Work to do —
A: From the passage on food and desire, list each thing its first sentence says is to be got rid of.
B: In the passage on food and desire, what reason is given for why the Yogi eats?
C: Please write the next part of the passage on food and desire, picking up right after its final sentence.

Document section —
What is to be got rid of is vital desire and attachment, the greed of
food, being overjoyed at getting the food you like, sorry and discontented
when you do not have it, giving an undue importance to it. Equality
is here the test as in so many other matters. Neither neglect this turn of the nature (food-desire) nor make too
much of it; it has to be dealt with, purified and mastered but without
giving it too much importance. There are two ways of conquering it -
one of detachment, learning to regard food as only a physical necessity
and the vital satisfaction of the stomach and the palate as a thing
of no importance; the other is to be able to take, without insistence
or seeking, any food given and to find in it (whether pronounced good
or bad by others) the equal rasa, not of the food for its own
sake, but of the universal Ananda. It is a mistake to neglect the body and let it waste away; the body
is the means of the sadhana and should be maintained in good order.
There should be no attachment to it, but no contempt or neglect either
of the material part of our nature. In this Yoga the aim is not only the union with the higher consciousness
but the transformation (by its power) of the lower including the physical
nature. It is not necessary to have desire or greed of food in order to eat.
The Yogi eats not out of desire, but to maintain the body. The Yogic Attitude
Forceful suppression (fasting comes under this head) stands on the
same level as free indulgence; in both cases, the desire remains : in
the one it is fed by indulgence, in the other it lies latent and exasperated
by suppression. It is only when one stands back, separates oneself from
the lower vital, refusing to regard its desires and clamours as one's
own, and cultivates an entire equality and equanimity in the consciousness
with respect to them that the lower vital becomes gradually purified
and itself also calm and equal. Each wave of desire as it comes must
be observed as quietly and with as much unmoved detachment as you would
observe something going on outside you, and must be allowed to pass,
rejected from the consciousness, and the true movement, the true consciousness
steadily put in its place. All the ordinary vital movements are foreign to the true being and
come from outside; they do not belong to the soul nor do they originate
in it but are waves from the general Nature, Prakrriti. The desires come from outside, enter the subconscious vital and rise
to the surface. It is only when they rise to the surface and the mind
becomes aware of them, that we become conscious of the desire. It seems
to us to be our own, because we feel it thus rising from the vital into
the mind and do not know that it came from outside. What belongs to
the vital, to the being, what makes it responsible is not the desire
itself, but the habit of responding to the waves or the currents of
suggestion that come into it from the universal Prakriti. The rejection of desire is essentially the rejection of that element
of craving, putting that out from the consciousness itself as a foreign
element not belonging to the true self and the inner nature. But refusal
to indulge the suggestions of desire is also a part of the rejection
; to abstain from the action suggested, if it is not the right action.

Extracted entries —
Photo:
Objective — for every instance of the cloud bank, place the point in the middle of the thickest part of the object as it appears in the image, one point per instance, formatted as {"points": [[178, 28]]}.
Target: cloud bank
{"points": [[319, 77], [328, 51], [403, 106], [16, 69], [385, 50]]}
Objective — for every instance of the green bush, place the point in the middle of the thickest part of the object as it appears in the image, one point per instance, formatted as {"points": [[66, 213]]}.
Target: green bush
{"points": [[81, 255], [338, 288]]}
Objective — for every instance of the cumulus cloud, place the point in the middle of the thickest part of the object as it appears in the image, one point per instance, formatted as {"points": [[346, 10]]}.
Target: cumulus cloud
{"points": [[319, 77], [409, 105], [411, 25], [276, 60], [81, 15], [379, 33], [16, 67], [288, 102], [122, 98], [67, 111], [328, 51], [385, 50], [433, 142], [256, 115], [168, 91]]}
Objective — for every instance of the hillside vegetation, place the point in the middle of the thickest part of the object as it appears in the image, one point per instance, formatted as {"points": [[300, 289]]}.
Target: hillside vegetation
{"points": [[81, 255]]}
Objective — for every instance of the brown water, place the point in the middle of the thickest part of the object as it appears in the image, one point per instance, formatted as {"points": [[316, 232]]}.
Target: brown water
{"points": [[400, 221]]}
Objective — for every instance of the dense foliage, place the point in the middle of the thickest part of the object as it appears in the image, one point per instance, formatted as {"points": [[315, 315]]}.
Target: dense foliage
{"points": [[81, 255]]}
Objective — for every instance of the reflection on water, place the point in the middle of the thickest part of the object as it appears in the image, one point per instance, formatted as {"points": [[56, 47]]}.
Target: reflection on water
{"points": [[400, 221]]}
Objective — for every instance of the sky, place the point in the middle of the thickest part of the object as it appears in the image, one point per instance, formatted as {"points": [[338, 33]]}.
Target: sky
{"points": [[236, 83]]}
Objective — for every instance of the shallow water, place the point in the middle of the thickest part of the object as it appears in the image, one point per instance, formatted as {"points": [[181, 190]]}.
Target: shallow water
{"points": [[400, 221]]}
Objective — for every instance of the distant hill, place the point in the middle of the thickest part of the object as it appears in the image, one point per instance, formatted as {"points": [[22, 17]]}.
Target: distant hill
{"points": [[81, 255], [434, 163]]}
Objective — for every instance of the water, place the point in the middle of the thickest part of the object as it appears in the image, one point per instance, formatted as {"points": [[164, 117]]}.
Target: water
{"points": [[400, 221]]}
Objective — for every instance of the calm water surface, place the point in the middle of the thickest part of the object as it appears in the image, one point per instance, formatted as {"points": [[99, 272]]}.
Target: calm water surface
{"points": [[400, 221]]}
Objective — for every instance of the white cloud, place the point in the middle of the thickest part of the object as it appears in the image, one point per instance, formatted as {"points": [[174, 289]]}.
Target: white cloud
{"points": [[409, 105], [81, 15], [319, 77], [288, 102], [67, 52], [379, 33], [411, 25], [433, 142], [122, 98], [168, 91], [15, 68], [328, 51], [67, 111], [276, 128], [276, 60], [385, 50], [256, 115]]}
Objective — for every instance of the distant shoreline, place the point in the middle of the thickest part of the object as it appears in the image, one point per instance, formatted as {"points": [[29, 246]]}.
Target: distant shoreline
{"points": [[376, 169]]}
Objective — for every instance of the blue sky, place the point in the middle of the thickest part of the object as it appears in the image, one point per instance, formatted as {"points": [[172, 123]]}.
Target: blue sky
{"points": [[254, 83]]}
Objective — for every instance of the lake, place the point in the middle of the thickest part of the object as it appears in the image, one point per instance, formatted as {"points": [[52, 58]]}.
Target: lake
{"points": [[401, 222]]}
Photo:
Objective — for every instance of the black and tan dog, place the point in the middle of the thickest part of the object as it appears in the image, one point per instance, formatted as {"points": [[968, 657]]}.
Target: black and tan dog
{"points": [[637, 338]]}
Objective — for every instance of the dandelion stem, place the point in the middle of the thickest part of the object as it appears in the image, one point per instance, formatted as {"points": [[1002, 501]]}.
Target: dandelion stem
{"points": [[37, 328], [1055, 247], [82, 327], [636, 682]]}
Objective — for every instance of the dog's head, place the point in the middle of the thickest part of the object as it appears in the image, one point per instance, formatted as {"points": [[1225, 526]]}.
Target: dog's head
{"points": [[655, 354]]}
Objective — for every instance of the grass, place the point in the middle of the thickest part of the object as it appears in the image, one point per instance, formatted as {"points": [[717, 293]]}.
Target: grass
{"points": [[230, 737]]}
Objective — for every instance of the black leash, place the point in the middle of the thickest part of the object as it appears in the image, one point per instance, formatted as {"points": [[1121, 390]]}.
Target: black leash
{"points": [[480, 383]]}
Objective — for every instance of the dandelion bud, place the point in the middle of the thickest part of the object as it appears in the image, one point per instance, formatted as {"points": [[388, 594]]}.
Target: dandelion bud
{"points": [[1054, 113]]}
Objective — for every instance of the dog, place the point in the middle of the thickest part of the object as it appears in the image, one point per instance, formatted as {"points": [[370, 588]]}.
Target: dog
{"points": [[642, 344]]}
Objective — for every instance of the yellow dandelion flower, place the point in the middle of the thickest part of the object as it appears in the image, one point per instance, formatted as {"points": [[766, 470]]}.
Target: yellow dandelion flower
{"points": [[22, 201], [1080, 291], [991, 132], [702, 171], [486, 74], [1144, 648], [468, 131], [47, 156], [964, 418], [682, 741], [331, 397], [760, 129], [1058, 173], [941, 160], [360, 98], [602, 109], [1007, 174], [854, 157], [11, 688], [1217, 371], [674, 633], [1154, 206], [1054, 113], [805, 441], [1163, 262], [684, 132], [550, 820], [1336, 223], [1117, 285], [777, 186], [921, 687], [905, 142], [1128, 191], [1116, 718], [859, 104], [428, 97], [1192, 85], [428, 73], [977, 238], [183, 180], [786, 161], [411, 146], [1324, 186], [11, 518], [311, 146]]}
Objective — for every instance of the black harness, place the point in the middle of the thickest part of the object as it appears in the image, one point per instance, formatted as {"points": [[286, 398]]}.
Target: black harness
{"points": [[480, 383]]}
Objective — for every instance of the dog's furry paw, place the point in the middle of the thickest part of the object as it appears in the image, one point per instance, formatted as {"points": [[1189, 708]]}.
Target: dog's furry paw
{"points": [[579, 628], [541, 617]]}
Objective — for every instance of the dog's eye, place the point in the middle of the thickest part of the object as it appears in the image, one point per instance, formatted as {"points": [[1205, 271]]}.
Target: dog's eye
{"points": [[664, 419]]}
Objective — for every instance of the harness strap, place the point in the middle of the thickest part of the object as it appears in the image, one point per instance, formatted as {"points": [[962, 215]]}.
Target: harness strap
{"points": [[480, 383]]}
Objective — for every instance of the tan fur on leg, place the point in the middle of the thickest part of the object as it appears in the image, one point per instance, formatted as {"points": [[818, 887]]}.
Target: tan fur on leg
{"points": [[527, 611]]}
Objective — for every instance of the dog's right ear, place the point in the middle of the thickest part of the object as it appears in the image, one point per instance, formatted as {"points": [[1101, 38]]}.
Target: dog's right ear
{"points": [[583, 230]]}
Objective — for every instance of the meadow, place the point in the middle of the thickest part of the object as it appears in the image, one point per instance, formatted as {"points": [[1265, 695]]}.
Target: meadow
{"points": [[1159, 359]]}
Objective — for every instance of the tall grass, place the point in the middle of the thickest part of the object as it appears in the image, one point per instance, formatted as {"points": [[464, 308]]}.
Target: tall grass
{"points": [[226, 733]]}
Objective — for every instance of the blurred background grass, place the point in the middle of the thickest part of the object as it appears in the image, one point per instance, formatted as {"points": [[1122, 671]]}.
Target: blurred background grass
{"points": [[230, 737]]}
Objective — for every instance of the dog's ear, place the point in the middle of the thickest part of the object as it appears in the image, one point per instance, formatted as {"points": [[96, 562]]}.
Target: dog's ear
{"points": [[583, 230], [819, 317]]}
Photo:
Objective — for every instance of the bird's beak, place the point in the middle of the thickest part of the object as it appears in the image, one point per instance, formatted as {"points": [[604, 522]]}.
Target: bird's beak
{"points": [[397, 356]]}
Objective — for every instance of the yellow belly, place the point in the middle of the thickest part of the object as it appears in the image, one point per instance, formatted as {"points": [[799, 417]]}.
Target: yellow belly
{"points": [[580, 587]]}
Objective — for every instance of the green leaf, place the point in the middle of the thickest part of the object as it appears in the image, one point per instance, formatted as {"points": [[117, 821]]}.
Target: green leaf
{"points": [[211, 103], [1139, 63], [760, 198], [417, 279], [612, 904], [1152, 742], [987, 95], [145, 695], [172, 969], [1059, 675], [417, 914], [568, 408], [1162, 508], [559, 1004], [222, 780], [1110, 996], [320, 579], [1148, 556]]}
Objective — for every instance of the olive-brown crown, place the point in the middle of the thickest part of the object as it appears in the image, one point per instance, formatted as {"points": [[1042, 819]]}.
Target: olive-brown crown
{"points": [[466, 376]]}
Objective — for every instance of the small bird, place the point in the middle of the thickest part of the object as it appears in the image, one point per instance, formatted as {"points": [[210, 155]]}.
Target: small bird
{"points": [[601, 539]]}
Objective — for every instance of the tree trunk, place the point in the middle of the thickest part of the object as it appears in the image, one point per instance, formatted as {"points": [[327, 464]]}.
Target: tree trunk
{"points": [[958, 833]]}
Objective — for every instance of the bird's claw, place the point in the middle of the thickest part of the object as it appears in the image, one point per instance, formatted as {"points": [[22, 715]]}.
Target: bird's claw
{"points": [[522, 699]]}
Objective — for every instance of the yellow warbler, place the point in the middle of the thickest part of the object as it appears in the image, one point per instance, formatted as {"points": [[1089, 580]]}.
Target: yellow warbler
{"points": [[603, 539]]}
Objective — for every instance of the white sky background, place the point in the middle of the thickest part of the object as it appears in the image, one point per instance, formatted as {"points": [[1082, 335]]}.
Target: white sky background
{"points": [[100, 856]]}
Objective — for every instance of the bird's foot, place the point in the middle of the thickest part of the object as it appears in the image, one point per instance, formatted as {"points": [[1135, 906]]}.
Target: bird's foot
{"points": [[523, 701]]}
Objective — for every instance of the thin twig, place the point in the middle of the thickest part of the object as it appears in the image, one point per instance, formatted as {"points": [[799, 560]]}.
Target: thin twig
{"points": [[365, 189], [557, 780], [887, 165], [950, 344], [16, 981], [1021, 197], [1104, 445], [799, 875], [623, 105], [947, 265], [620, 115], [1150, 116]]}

Answers to each task —
A:
- Vital desire and attachment
- The greed of food
- Being overjoyed at getting the food you like
- Being sorry and discontented when you do not have it
- Giving an undue importance to it

B: The Yogi eats to maintain the body, not out of desire.

C:
must be included in the Yogic discipline. It is only when this is done
in the wrong way, by a mental ascetic principle or a hard moral rule,
that it can be called suppression. The difference between suppression
and an inward essential rejection is the difference between mental or
moral control and spiritual purification. When one lives in the true consciousness one feels the desires outside
oneself, entering from outside, from the universal lower Prakriti,
into the mind and the vital parts. In the ordinary human condition this
is not felt ; men become aware of the desire only when it is there,
when it has come inside and found a lodging or a habitual harbourage
and so they think it is their own and a part of themselves. The first condition for getting rid of desire is therefore, to become conscious with the true consciousness ; for then it becomes much easier to dismiss it than when one has to struggle with it as if it were a constituent part of oneself to be thrown out from the being. It is easier to cast off an accretion than to excise what is felt as a parcel of our substance. When the psychic being is in front, then also to get rid of desire becomes easy; for the psychic being has in itself no desires, it has only aspirations and a seeking and lore for the Divine and all things that are or tend towards the Divine The constant prominence of the psychic being tends of itself to bring out the true consciousness and set right almost automatically the movements of the nature.